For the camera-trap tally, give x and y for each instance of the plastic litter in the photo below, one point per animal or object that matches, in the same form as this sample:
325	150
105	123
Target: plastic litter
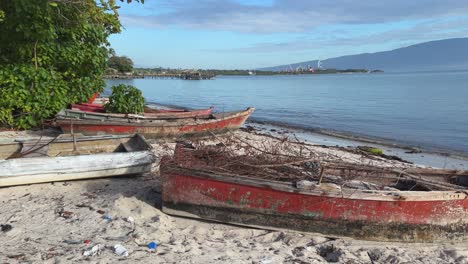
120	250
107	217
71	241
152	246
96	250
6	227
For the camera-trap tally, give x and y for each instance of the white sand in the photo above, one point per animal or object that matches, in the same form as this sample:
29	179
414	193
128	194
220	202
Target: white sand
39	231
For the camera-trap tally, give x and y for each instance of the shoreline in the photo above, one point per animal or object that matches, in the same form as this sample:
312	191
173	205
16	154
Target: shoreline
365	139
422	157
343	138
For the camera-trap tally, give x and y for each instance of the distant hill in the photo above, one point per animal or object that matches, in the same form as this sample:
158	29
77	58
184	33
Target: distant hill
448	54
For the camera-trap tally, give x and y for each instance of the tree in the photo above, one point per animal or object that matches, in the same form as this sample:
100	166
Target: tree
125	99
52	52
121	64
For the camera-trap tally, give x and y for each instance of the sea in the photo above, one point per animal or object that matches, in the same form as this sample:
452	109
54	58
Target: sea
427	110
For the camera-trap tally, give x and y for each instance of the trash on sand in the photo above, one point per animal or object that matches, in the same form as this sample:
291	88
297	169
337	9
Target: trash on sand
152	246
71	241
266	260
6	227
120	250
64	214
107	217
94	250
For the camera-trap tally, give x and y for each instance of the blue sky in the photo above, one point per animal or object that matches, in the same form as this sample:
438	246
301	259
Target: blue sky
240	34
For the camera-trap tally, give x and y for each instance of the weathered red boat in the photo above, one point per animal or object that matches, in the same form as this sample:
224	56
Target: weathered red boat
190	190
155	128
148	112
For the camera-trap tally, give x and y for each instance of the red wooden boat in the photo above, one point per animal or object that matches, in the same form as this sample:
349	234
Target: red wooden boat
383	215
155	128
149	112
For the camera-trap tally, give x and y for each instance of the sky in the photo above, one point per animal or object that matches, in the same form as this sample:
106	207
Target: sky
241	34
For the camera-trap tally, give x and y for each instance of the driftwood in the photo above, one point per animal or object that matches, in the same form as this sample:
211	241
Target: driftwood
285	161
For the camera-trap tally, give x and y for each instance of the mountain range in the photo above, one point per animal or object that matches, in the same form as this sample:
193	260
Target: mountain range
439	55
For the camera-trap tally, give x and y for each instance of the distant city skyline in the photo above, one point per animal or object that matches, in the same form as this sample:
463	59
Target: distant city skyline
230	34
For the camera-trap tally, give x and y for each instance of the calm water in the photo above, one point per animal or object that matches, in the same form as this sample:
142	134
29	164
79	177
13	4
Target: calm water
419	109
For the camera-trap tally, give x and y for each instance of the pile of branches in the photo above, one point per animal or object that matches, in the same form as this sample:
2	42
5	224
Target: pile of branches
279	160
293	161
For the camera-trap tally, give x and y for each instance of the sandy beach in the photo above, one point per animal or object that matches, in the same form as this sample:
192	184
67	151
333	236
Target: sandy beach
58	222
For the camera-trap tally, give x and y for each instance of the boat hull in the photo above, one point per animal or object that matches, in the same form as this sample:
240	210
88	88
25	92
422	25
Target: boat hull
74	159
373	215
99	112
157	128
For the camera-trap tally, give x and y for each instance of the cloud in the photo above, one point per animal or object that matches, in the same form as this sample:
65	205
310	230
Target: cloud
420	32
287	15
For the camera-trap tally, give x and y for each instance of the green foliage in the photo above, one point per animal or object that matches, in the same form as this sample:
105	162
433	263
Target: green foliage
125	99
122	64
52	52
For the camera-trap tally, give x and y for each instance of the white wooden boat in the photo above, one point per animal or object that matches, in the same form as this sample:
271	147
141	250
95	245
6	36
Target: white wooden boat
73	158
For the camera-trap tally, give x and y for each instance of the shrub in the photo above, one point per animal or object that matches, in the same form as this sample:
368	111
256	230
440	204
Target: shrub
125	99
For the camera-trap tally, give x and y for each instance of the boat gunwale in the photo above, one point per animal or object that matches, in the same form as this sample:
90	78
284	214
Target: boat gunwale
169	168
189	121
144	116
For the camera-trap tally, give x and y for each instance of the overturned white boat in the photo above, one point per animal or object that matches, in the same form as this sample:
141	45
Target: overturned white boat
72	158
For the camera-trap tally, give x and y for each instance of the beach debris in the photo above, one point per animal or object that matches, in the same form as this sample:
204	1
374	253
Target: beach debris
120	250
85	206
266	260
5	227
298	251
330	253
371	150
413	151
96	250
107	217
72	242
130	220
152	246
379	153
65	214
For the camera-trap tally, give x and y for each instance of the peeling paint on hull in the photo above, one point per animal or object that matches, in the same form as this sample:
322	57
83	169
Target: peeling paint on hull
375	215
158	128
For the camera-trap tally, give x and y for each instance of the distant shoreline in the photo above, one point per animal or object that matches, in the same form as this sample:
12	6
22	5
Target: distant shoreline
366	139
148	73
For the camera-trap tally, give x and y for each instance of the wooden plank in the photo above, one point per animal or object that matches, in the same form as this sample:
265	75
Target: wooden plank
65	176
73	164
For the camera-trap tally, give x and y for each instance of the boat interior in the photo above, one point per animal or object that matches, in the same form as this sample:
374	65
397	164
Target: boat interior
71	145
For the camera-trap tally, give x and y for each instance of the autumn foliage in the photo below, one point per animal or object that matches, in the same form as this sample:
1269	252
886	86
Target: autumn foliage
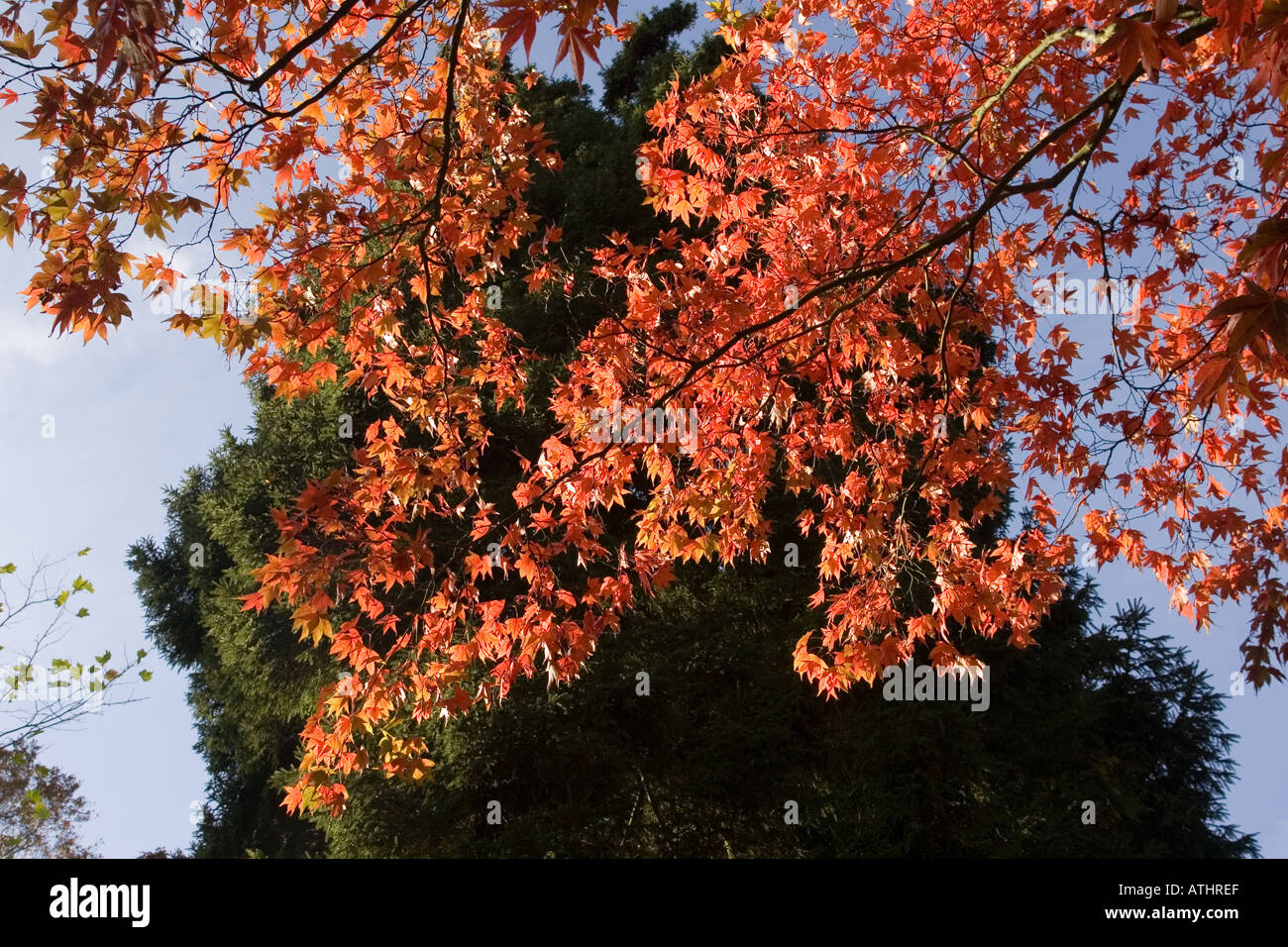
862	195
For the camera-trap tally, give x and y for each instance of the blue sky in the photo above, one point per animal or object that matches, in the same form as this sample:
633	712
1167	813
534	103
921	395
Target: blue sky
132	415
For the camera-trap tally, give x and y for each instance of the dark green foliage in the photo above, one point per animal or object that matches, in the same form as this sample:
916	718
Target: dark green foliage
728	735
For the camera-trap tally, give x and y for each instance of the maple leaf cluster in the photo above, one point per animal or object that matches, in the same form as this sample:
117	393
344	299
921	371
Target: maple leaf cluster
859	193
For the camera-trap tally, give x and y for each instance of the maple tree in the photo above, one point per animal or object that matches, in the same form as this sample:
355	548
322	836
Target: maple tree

----------------------------------------

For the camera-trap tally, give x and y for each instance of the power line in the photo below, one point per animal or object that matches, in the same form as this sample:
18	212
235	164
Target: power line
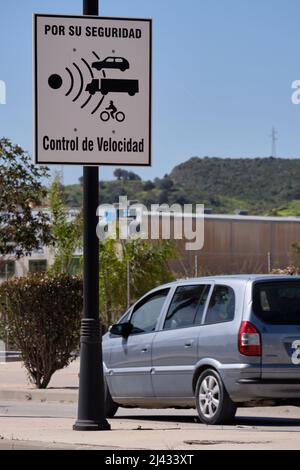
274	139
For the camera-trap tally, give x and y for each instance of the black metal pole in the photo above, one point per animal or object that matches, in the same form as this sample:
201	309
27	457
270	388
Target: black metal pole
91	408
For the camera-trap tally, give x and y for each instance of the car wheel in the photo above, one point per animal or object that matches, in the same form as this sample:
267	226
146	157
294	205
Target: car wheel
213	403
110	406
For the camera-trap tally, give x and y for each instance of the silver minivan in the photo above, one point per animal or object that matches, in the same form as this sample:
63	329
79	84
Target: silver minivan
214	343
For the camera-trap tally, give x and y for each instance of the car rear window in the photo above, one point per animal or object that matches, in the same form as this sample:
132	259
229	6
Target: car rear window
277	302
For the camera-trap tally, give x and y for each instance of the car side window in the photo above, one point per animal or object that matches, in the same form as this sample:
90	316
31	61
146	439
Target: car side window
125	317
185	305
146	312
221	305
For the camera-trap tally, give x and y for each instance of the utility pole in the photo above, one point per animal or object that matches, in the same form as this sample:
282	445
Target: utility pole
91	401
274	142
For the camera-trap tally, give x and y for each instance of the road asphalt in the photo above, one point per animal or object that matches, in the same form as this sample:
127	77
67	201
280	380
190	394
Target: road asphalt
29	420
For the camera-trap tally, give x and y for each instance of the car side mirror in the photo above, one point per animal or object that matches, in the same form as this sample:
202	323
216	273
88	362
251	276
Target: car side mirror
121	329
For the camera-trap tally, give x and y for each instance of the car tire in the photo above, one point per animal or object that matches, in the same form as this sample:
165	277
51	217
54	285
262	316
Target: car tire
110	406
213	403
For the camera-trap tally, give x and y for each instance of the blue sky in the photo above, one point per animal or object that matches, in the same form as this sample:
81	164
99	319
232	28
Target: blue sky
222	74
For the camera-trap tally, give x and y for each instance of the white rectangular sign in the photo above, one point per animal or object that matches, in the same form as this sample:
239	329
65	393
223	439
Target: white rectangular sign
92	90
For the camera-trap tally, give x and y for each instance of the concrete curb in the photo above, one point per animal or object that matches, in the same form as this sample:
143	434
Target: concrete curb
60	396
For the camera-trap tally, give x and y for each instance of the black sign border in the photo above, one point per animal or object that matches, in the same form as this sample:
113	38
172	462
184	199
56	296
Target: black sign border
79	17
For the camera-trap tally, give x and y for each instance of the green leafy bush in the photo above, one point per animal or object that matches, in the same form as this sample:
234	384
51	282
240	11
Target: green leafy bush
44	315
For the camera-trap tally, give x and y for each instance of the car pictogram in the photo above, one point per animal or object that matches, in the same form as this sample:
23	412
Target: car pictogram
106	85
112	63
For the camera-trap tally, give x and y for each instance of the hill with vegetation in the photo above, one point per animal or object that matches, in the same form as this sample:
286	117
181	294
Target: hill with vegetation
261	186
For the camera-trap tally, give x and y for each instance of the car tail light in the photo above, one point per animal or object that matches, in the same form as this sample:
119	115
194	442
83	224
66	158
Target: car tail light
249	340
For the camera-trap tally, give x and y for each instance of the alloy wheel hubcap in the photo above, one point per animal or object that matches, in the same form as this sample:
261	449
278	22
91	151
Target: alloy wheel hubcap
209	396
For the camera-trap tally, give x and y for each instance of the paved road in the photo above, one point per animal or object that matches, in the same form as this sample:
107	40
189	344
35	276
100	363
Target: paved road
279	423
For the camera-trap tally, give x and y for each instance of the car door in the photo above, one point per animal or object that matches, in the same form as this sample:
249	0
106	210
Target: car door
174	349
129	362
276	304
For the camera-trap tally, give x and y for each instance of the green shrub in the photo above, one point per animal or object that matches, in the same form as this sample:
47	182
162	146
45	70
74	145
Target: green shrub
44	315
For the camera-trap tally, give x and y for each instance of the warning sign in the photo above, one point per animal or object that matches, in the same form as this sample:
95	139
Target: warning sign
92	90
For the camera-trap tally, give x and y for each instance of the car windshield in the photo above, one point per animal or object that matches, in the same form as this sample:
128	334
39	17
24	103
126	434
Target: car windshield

----------------------------------------

_Задание_
Перенесите в JSON-список строк записи от строки с «the car windshield» до строки с «Target: car windshield» включительно, по одному элементу на каждую строку и без пустых строк.

_Результат_
[
  "For the camera-trap tally, give x and y for each instance of the car windshield in the photo above, one point per animal or object that matches, in the same form as this sample:",
  "128\t334",
  "39\t17",
  "24\t103",
  "126\t434",
  "Target: car windshield"
]